• [Your goal]:
The reply should contain only the lines from the start of the records through the line with "360, row 303.", reproduced verbatim and without pictures.

▬▬▬

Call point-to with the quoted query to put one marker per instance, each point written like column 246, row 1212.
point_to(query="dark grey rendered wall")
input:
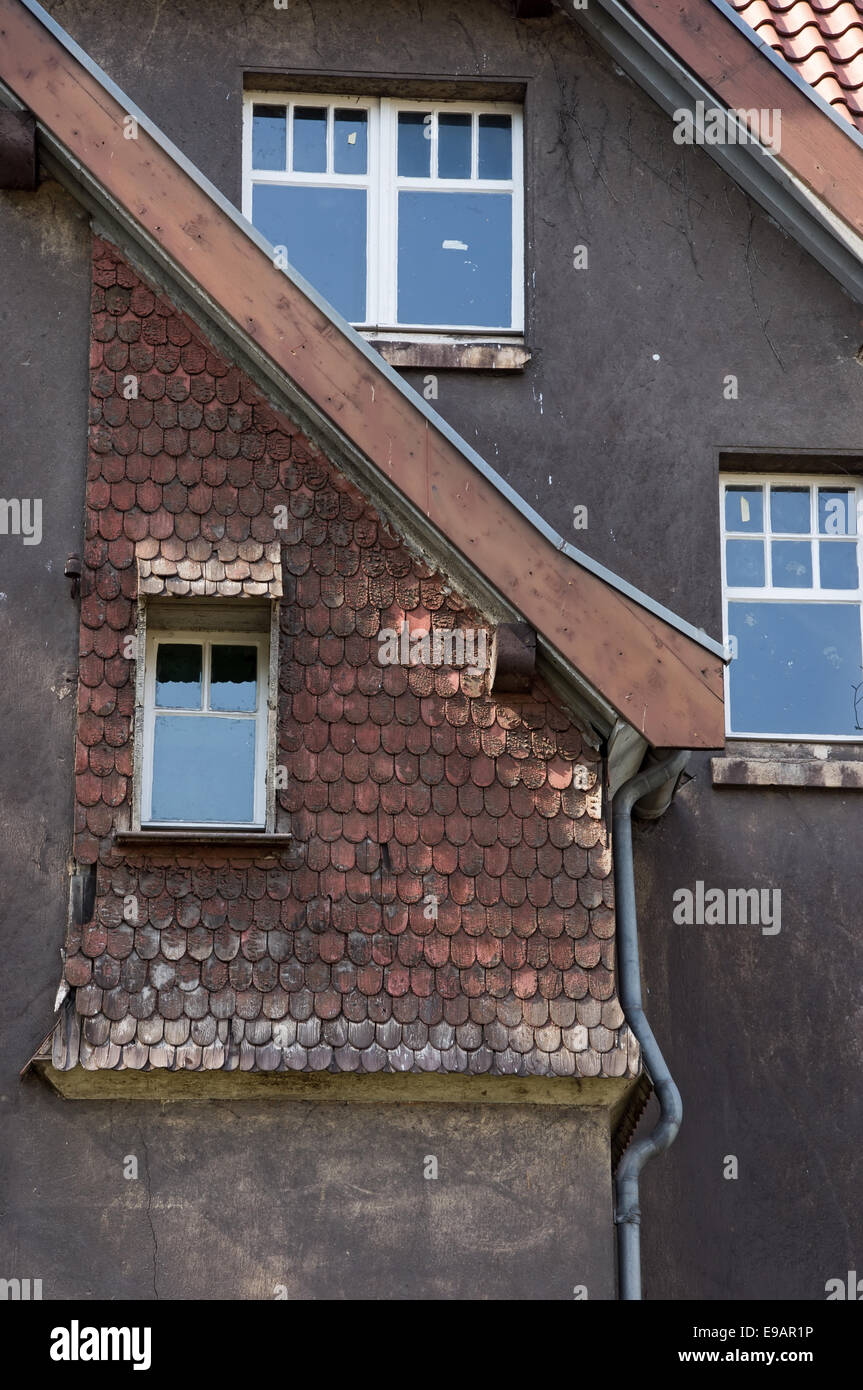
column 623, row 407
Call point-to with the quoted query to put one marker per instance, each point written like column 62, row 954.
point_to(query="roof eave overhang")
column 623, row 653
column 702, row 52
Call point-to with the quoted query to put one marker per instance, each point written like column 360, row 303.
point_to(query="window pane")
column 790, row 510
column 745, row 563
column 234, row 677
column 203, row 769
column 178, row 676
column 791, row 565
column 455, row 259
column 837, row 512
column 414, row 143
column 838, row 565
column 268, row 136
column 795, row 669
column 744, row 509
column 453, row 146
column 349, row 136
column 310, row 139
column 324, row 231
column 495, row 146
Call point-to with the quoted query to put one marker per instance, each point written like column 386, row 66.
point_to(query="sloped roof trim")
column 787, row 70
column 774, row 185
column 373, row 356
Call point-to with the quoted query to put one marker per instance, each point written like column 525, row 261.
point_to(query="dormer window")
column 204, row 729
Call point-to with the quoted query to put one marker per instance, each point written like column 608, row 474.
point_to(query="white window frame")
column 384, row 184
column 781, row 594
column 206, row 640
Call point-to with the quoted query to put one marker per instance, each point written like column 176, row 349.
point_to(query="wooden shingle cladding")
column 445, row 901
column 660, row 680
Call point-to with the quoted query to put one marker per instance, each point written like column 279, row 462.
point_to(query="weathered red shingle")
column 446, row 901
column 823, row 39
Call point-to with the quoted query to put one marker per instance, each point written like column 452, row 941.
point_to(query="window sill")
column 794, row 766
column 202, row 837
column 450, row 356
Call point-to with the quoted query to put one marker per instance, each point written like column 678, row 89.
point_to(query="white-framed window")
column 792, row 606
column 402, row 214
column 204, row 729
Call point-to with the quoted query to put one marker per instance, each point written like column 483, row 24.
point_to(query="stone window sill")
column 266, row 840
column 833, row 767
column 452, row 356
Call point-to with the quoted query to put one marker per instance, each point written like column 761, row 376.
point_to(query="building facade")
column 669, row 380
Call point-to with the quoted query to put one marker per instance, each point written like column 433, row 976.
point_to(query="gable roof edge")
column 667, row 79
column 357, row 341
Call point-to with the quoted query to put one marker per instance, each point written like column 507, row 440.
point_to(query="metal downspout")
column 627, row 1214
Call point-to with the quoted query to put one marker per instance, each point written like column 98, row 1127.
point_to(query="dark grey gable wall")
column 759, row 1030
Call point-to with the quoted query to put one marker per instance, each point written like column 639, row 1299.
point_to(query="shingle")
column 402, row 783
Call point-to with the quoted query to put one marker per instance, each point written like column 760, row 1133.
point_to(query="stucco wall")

▬▬▬

• [Output of the task]:
Call point-to with the quoted query to put one marker per instance, each point written like column 246, row 1212.
point_to(query="dark grey rendered wall")
input:
column 623, row 407
Call point-to with the quoted query to put one marker per instance, each point written like column 62, row 954.
point_to(query="roof eave overhang")
column 623, row 653
column 702, row 52
Call point-to with the quoted query to put one marker per instance, each point written like column 360, row 303.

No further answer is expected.